- WHAT THE EXERCISE ASKS
Keep the pictures out of the copy and repeat the records exactly.

- INPUT FOR THIS TASK
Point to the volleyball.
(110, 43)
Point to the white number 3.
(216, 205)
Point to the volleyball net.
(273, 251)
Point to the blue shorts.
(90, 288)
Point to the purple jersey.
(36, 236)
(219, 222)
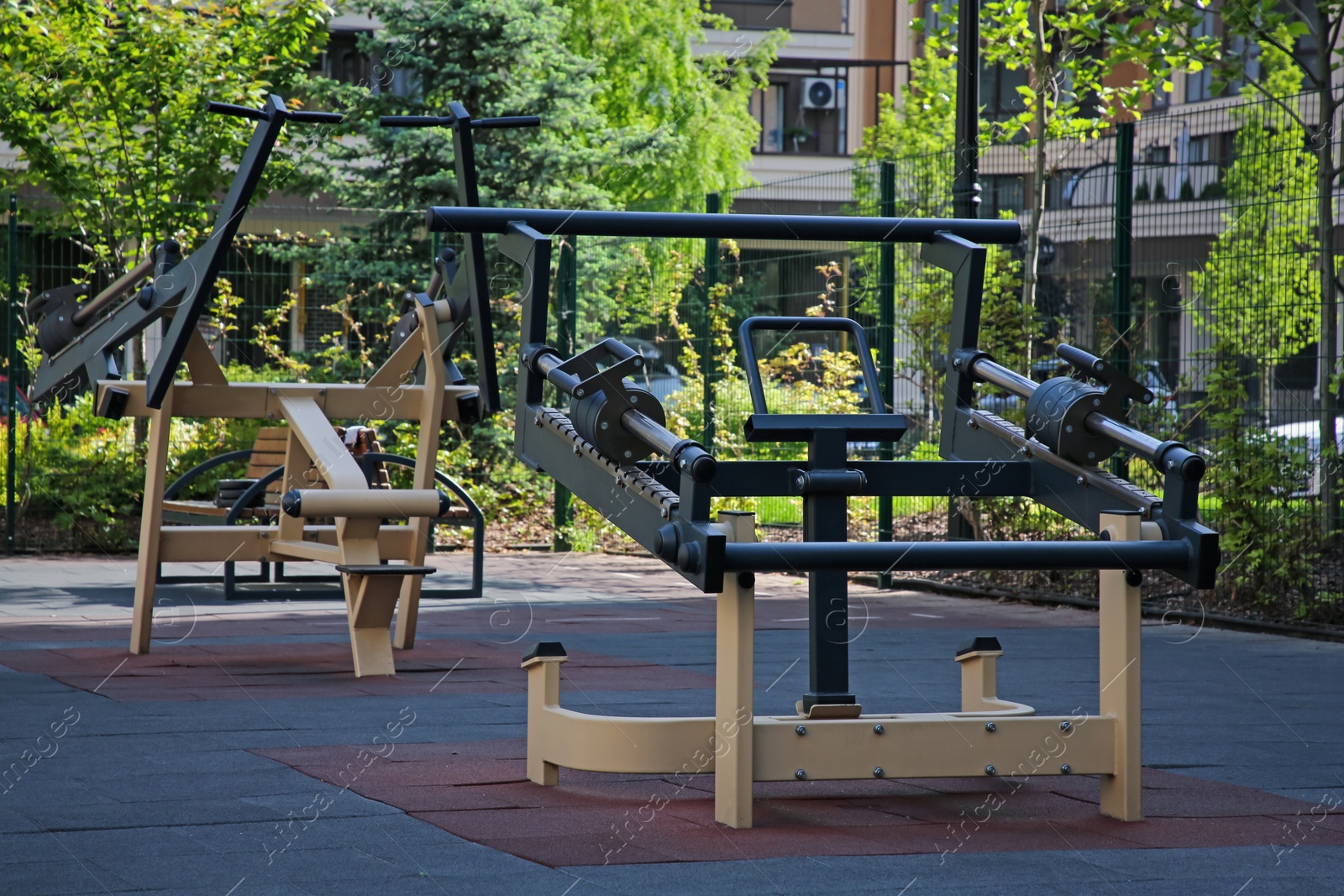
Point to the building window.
(999, 97)
(804, 113)
(768, 107)
(1001, 192)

- WRITTEN SOLUTION
Point to the volleyball.
(110, 43)
Point to the white number 3.
(216, 205)
Point to the volleyball net.
(273, 251)
Point to the blue shorts.
(90, 288)
Point to the purple jersey.
(36, 236)
(219, 222)
Point to the building window.
(999, 97)
(804, 113)
(768, 107)
(1001, 192)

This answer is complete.